■ PROBLEM DESCRIPTION ■
Search the entries for the word "truck". Copy every line where it turns up.

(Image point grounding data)
***

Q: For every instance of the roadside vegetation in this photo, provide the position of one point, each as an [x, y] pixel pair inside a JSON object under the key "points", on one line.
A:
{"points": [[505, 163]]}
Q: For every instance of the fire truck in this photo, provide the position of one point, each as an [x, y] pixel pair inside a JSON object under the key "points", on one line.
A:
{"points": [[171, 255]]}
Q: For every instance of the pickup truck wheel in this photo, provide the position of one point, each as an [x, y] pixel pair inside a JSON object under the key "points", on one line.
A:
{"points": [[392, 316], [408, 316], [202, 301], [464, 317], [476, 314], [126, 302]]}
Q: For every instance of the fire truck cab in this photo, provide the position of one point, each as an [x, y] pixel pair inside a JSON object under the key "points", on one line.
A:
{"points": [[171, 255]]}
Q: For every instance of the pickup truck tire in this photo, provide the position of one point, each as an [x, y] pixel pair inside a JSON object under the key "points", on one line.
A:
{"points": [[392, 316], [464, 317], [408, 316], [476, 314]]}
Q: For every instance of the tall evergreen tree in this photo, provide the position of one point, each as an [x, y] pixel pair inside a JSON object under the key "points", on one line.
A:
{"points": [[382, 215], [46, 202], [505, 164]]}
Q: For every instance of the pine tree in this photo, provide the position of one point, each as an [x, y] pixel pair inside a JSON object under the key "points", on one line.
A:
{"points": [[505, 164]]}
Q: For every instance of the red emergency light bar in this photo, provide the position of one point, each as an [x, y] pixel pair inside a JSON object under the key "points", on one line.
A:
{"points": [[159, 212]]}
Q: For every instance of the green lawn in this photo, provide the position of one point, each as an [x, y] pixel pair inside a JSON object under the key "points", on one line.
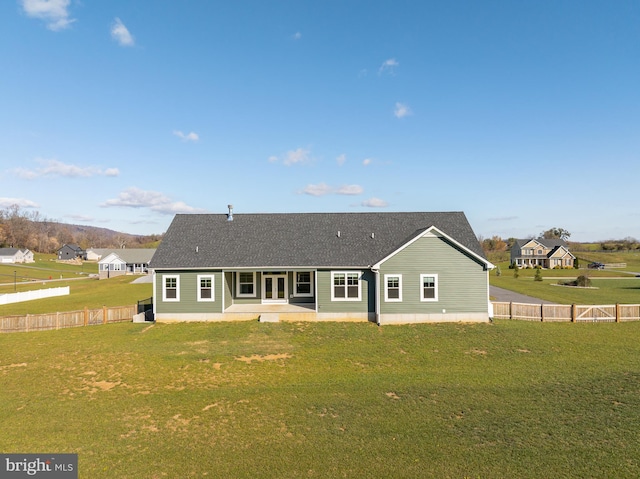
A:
{"points": [[92, 293], [248, 399]]}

***

■ PROBLEM SOLUTION ■
Q: For every instance of the fire truck in this photo, provide the position of one point, each as an [x, y] pixel pair inside a JSON object under the key "points", on one line.
Q: For every instance of the pickup truck wheel in this photo, provide the position of one point, each as an [x, y] pixel pair inside a JSON object under the key "points", on one line.
Q: For every instance of the fire truck cab in this photo, provide the position of one point, each as an [x, y] pixel pair inside a JSON object under the key "points", on one line.
Q: For every instance of the pickup truck tire in this photo, provide the position of one point, each as an [x, y] pixel pair inside a JSON object under the key "points", on one line.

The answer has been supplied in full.